------ Extracted material

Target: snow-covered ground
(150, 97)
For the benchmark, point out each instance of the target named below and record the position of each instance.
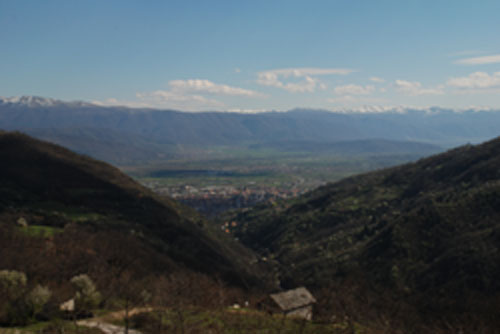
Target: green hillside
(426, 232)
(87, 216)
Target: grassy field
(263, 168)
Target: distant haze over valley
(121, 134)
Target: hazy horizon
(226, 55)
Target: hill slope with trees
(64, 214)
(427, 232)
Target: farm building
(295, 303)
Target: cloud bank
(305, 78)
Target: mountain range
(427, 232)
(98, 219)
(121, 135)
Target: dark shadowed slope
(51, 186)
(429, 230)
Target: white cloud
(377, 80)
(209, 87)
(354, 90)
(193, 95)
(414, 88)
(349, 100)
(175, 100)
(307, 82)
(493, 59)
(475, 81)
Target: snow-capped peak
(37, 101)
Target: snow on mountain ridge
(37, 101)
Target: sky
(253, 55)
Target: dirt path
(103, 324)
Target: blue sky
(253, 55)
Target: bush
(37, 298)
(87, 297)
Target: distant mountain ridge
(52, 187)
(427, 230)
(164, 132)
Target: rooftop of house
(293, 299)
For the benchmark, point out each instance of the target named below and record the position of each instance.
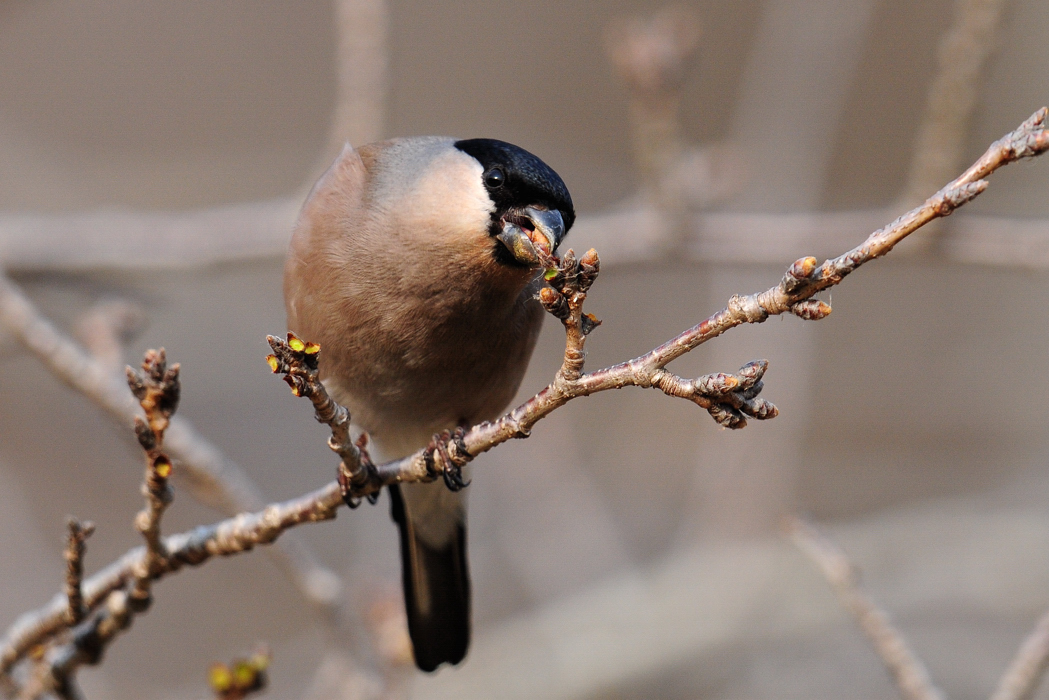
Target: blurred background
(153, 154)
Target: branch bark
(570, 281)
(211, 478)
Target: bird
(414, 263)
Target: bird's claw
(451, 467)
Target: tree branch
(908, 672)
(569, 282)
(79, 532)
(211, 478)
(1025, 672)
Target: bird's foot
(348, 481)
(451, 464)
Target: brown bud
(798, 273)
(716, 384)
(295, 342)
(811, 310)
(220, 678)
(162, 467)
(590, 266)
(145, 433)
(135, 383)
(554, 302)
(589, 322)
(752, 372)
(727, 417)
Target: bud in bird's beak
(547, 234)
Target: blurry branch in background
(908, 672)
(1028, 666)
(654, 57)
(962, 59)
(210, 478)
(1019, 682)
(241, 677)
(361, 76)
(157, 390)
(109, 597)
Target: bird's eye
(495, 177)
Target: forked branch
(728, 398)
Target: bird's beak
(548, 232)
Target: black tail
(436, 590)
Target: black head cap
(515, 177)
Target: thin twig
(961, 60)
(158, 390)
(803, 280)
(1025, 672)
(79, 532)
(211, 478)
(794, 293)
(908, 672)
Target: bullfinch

------------
------ Extracted material

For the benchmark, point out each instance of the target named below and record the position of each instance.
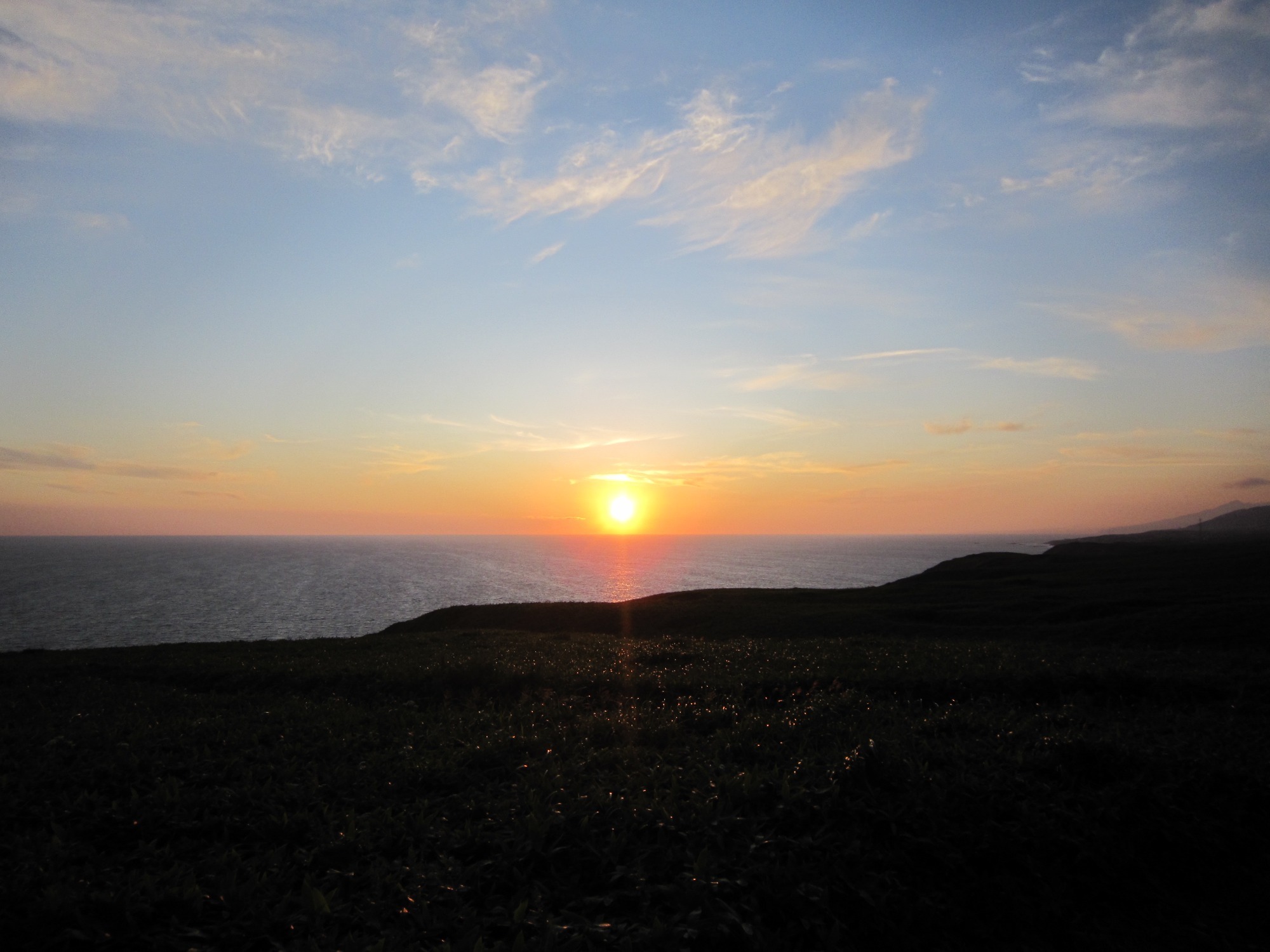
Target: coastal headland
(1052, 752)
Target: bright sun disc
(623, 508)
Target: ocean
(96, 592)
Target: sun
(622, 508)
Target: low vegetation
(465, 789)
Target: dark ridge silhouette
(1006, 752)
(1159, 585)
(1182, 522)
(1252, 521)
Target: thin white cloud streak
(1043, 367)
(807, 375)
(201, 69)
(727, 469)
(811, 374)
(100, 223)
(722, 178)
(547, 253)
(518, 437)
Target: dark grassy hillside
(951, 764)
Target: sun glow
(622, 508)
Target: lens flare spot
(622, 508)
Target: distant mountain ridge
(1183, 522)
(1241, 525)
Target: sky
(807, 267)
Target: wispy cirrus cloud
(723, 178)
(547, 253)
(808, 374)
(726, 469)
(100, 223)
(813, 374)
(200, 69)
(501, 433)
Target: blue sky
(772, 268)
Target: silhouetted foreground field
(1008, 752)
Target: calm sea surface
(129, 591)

------------
------ Extracted material

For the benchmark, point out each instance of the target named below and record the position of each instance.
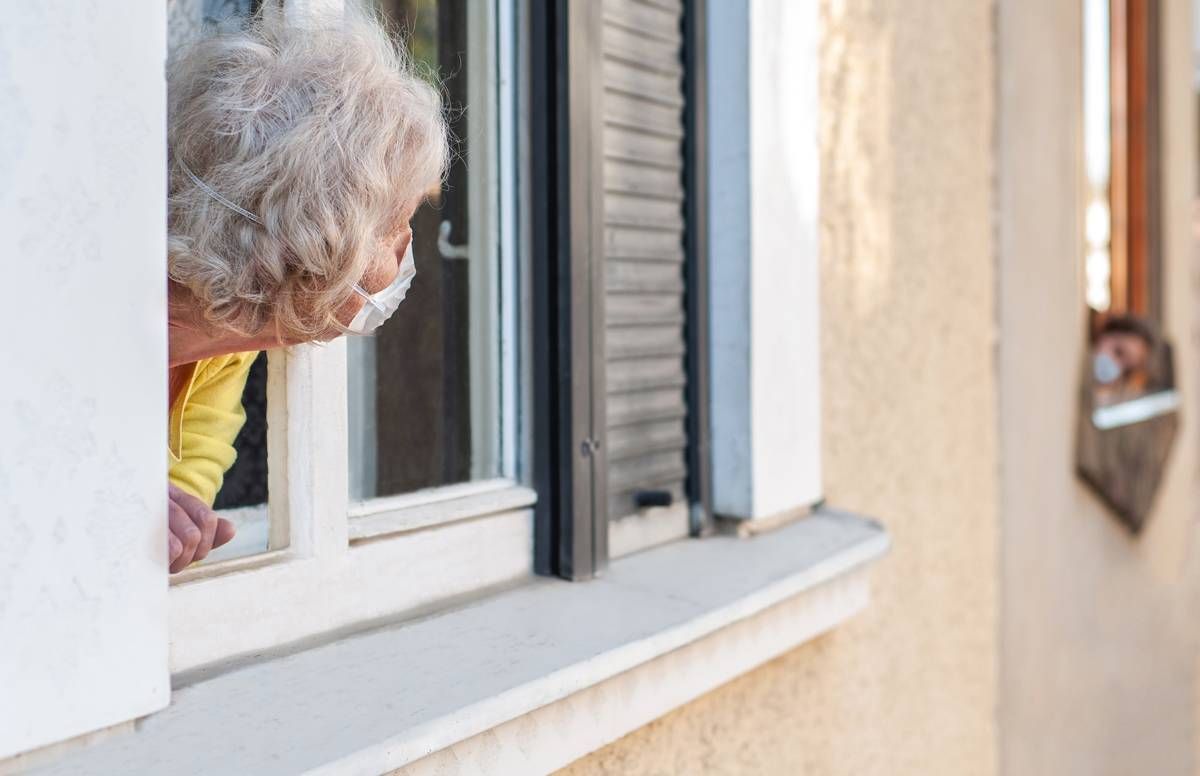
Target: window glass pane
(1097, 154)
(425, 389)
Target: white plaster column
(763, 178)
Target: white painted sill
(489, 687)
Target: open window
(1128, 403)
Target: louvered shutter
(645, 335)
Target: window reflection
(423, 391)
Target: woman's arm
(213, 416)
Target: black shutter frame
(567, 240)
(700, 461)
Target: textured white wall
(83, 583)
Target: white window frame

------------

* [Given problem]: Recast the stretch of the material from the line containing "Target: window reflection" through the line containing "Target: white window frame", both included, as a Markdown table with the columns Number and Entry. Give one row per line, numbered in order, and leave out any blank lines.

* [Correct output]:
| Number | Entry |
|---|---|
| 1 | Target: window reflection |
| 2 | (423, 391) |
| 3 | Target: woman's arm |
| 4 | (213, 416) |
| 5 | Target: black shutter frame |
| 6 | (567, 240) |
| 7 | (700, 461) |
| 8 | Target: textured white wall |
| 9 | (83, 583) |
| 10 | Target: white window frame |